→ **Input records**
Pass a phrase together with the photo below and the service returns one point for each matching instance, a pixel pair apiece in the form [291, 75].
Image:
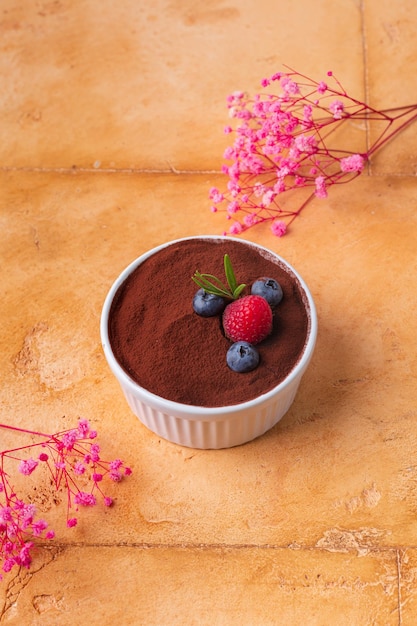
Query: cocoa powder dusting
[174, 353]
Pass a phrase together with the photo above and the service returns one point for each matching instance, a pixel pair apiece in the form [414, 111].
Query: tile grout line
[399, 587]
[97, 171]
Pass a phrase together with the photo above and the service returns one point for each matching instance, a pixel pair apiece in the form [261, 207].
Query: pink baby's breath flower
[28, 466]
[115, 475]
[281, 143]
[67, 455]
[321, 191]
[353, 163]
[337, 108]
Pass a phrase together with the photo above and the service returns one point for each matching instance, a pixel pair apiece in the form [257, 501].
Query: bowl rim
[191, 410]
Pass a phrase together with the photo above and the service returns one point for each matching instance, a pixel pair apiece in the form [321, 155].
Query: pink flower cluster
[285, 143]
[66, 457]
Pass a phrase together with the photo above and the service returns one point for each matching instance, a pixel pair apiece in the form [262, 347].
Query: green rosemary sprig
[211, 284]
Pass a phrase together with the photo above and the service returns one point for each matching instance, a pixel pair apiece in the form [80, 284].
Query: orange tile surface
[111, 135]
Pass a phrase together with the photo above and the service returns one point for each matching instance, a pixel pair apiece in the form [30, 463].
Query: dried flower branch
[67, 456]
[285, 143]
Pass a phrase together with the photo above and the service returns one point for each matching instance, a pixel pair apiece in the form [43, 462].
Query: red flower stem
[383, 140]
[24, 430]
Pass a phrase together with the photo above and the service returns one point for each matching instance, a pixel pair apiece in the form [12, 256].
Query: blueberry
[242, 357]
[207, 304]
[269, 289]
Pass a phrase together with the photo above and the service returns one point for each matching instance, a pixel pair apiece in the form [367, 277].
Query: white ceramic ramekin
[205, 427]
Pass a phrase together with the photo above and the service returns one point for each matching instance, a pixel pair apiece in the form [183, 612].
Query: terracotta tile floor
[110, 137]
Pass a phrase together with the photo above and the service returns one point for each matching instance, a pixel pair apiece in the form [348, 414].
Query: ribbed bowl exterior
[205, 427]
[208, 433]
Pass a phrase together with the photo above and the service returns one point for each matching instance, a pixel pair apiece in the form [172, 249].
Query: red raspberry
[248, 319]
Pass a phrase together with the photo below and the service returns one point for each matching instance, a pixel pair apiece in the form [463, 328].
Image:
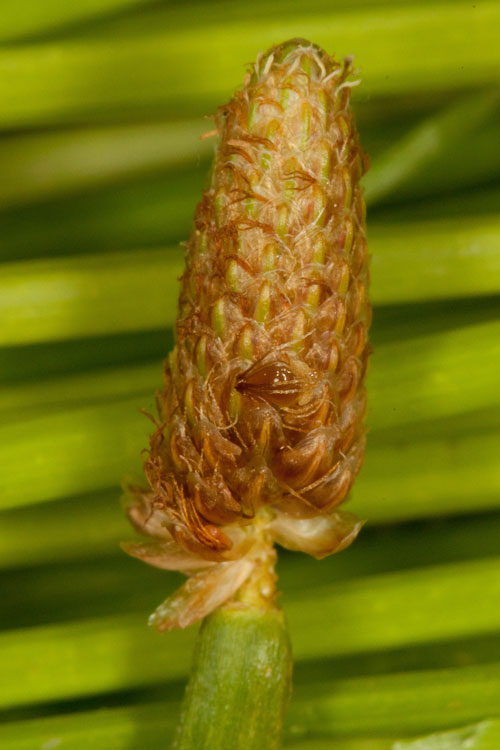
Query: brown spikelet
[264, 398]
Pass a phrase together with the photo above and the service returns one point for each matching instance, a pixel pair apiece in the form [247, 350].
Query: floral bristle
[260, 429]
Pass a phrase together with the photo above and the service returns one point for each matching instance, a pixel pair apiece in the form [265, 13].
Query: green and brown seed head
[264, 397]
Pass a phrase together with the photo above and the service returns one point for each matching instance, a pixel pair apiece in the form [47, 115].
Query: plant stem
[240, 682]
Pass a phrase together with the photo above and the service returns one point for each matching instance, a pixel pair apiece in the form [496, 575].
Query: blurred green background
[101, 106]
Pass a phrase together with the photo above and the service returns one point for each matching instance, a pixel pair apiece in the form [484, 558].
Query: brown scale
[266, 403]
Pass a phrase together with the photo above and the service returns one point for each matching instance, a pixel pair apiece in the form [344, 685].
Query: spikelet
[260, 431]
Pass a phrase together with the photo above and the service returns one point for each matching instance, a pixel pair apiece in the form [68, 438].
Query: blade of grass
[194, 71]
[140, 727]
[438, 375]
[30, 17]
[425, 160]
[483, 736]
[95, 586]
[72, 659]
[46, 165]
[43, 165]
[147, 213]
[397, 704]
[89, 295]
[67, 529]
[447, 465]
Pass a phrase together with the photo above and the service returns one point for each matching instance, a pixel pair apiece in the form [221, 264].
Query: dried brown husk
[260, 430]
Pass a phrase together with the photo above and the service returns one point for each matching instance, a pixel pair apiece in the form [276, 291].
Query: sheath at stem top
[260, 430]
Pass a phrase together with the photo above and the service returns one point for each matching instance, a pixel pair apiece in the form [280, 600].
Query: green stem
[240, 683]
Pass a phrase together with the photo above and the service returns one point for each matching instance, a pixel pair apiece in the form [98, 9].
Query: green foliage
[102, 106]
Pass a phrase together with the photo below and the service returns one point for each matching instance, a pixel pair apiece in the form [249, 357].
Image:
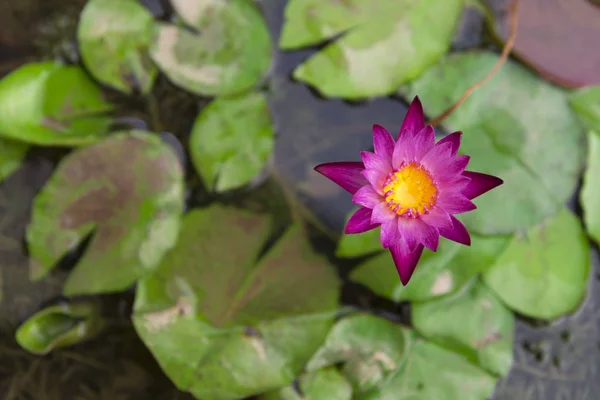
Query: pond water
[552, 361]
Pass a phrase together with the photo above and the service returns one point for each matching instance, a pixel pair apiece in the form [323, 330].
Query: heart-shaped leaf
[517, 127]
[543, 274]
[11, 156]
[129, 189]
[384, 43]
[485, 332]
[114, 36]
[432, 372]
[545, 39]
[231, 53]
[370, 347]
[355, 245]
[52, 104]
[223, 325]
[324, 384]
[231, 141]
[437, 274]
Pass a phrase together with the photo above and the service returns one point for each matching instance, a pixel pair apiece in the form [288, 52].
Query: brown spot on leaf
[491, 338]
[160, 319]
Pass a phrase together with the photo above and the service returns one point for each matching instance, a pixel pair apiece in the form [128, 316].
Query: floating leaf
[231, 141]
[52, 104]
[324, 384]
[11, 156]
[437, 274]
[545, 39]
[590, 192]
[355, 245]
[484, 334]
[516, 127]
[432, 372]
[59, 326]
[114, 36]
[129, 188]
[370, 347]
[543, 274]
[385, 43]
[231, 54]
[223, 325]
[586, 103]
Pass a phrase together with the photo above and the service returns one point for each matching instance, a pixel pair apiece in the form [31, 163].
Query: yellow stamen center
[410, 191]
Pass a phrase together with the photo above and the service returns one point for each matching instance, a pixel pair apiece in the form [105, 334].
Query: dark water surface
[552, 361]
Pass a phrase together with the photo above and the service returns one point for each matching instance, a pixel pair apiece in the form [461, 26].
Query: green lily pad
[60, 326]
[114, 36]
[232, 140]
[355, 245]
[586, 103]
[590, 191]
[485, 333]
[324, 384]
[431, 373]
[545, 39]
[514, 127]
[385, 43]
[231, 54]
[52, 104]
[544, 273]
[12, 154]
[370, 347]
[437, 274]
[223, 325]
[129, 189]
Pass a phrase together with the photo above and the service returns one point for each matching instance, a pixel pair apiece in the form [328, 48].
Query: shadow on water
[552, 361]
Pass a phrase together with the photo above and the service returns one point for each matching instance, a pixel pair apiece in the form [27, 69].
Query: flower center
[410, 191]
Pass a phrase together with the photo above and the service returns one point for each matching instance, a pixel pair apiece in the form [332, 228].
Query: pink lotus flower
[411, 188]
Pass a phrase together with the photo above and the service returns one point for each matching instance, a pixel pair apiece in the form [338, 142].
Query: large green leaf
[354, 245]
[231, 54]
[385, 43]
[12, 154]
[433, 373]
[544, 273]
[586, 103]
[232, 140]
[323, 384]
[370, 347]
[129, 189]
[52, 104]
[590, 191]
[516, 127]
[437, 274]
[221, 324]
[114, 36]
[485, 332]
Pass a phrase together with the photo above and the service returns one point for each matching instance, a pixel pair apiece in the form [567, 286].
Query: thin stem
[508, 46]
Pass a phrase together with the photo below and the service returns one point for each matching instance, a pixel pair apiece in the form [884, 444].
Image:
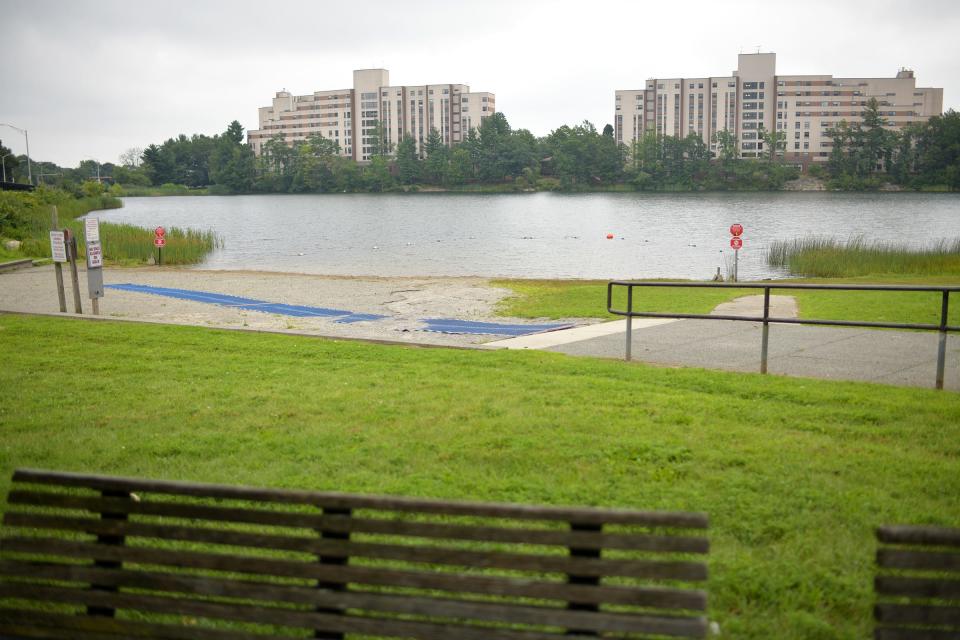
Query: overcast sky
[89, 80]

→ **The exercise**
An exact transcription of all the entries is required, without the pictures.

→ **Solution below**
Pass a phrase together with the photo below and the service returns one point for each matching instance, a pixel pair apiece in the form [291, 75].
Image:
Query: cocoa powder dusting
[174, 353]
Pass a phrase together with the photo above and the service returns one point for each matching instance, a pixel pair apiece in the form [414, 111].
Query: tile grout line
[399, 587]
[97, 171]
Pass a phrase together with the photo above and the service returns one point for each matching instance, a pixel pair apiece in the form [261, 207].
Query: pink baby's breath flower
[28, 466]
[115, 475]
[281, 143]
[67, 455]
[321, 191]
[353, 163]
[337, 108]
Pass a phrase together with the photo above and the service returns one point for each matching instance, a pixel pair apiece in the form [257, 501].
Query: bowl rim
[191, 410]
Pass a phrase together with the photo above and the service returns one point for each matching instance, a pixel pair apiece in the form [321, 155].
Query: pink flower cluster
[285, 143]
[66, 457]
Pass a phrase together with the photo above and the service returns one point for each matching instance, a pixel pair apiece in the form [262, 347].
Query: green rosemary sprig
[211, 284]
Pass a phrase together with the photo above and the service returns one point for each matching instance, a pixel pair apiece in the form [80, 284].
Query: orange tile surface
[111, 135]
Pass a phrase together with the photo above and the service returns one point for each matching instance, a pixel pair apiece in the form [30, 463].
Query: dried flower branch
[67, 456]
[285, 143]
Pass a phrase together with the photo above and the service returns one point for each matching instance, a pixel pair apiece in the form [43, 462].
Query: red flower stem
[383, 140]
[24, 430]
Pass a phrase together with the photo above and the service returns one point for each matching instance, a pixel pair apiece in the form [12, 256].
Query: blueberry
[242, 357]
[207, 304]
[269, 289]
Pass a phrase together with the photo above and the service returns one point for each matching instance, a pixel pair apiece in the form [367, 277].
Query: white ceramic ramekin
[205, 427]
Pass a phrase together with the photo above and the service returns one point for each matching instance, a pixel pair apiece in the form [183, 612].
Query: terracotta tile floor
[110, 137]
Pass a phrase together with the photo above and the service returns one point for each matching instance, a pixel pair apiece in the form [348, 414].
Query: ribbed bowl exterior
[205, 427]
[208, 433]
Pass a phrase together with the photo above and the service returns one point for each matching instance, a pixel pair apiece in the form [172, 249].
Query: red raspberry
[248, 319]
Pass a phrase together with the photo below and the service returns one point for each matching instance, a pixel pair apiece in the form [463, 328].
Image:
Query: brown spikelet
[264, 398]
Pass a phrase together with the photo above and the service returns one point for each matching instance, a pixel pair apiece in the form [247, 350].
Query: floral bristle
[260, 429]
Pass a phrase together with the photo above and the service returns one point for each matching instance, a pixel pair apiece in the form [265, 13].
Query: green and brown seed head
[264, 397]
Pass a phrase together with the photo above and the service returns one point for each matching instance, a pixel pair apiece in the form [47, 115].
Query: plant stem
[240, 682]
Pass a phrase together with the photo above and the service returns one point for each matching instance, a pixel pair apiece in the form [496, 575].
Query: blurred green background
[101, 106]
Pass a phrase together with the photo above and the service returns one point for each matching instance, a pixel pair apiece in the form [484, 558].
Query: brown scale
[266, 403]
Pass a phrase together with the photo above and the service returns one point for each matching instance, a pixel pair apiece in the form [344, 685].
Query: spikelet
[260, 431]
Pass a phrase together with the photo above and the service returns one point for each matching instance, a pixel pair apiece in the form [68, 438].
Query: blade of grass
[194, 71]
[140, 727]
[438, 375]
[30, 17]
[425, 160]
[483, 736]
[95, 586]
[72, 659]
[46, 165]
[43, 165]
[147, 213]
[397, 704]
[89, 295]
[67, 529]
[447, 465]
Pass a phrase together with the photo above and the service returns one point for each matching instance, a pixel pair apiece in the form [221, 264].
Query: dried brown husk
[260, 430]
Pass a phrase together with the photo above and the service returns one point for each matching instance, a pixel pair apiece in the form [276, 291].
Query: sheath at stem top
[260, 430]
Pass a phrase together with the photo above and the service returns one point for each matching instance, a pixel pair apiece in the form [280, 600].
Query: green stem
[240, 683]
Pass a phrase together with the photo above and the service returns one point for each matching instance, a pixel pair apiece in the form [98, 9].
Query: green foliage
[102, 106]
Pass a phrase together with the photo below and the service returns one point for each matching instance, a pixel pair apiece in the form [249, 357].
Image:
Query: pond water
[552, 361]
Pass a phrase together with the photo above and the service returns one point for each matching instance, a pixel pair apiece in the form [323, 330].
Query: heart-shaped leaf
[517, 127]
[543, 274]
[11, 156]
[129, 189]
[384, 43]
[485, 332]
[114, 36]
[432, 372]
[545, 39]
[231, 53]
[370, 347]
[355, 245]
[52, 104]
[223, 325]
[324, 384]
[231, 141]
[437, 274]
Pass a phrase together with the photo above and the service returns one point for each matching instance, a pixel pair apiece in the form [288, 52].
Query: brown spot on leaf
[491, 338]
[160, 319]
Pass a phrase together with the photo above and the service returns one point for each matching instance, a pixel pair apiece in the form [128, 316].
Query: floating leaf
[231, 141]
[52, 104]
[324, 384]
[11, 156]
[437, 274]
[545, 39]
[590, 192]
[355, 245]
[484, 334]
[516, 127]
[432, 372]
[59, 326]
[114, 36]
[129, 188]
[370, 347]
[543, 274]
[385, 43]
[231, 54]
[223, 325]
[586, 103]
Pass a phrase together with the photo above and the service returns one point for each matching instance, a pixel pair apiece in the form [31, 163].
Query: yellow stamen center
[410, 191]
Pass a phrase together with the photo above and the service returns one point for each matching instance, a pixel pair apiece in the form [105, 334].
Query: dark water surface
[552, 361]
Pass a phrase together with the photo above and the service returns one point for each matching instance, a pixel pair apiece in the form [461, 26].
Query: green lily pad
[60, 326]
[114, 36]
[232, 140]
[355, 245]
[586, 103]
[590, 191]
[485, 333]
[324, 384]
[431, 373]
[545, 39]
[514, 127]
[385, 43]
[231, 54]
[52, 104]
[544, 273]
[12, 154]
[370, 347]
[437, 274]
[223, 325]
[129, 189]
Pass a phrase together with the photo above and the service returns one point for each matching instance, a pixel pair apiece in the form [328, 48].
Query: shadow on water
[552, 361]
Pass a phrase together with the photo above and the service returns one point for each matching instance, a pixel pair apiece in the form [27, 69].
Query: flower center
[410, 191]
Pass a phrase together with the photo above and the service returns one point for each matching instance, a pixel pair apiece in the form [332, 228].
Query: pink lotus flower
[411, 188]
Pass a phrase together with the photo above and the service returns one point for each matching instance, a pixel pair apiece in the form [338, 142].
Query: large green leaf
[354, 245]
[231, 54]
[385, 43]
[12, 154]
[433, 373]
[544, 273]
[586, 103]
[232, 140]
[323, 384]
[370, 347]
[129, 189]
[52, 104]
[590, 191]
[516, 127]
[437, 274]
[221, 324]
[114, 36]
[485, 332]
Pass a phrase together with the photo above and the service returns one point for each matching instance, a pixel pair apiece in the form [567, 286].
Query: thin stem
[508, 46]
Pass a phrase together with the photo below and the service returns one point for each matching instance, a pixel pair apiece in the form [884, 444].
Image:
Query: overcast sky
[89, 80]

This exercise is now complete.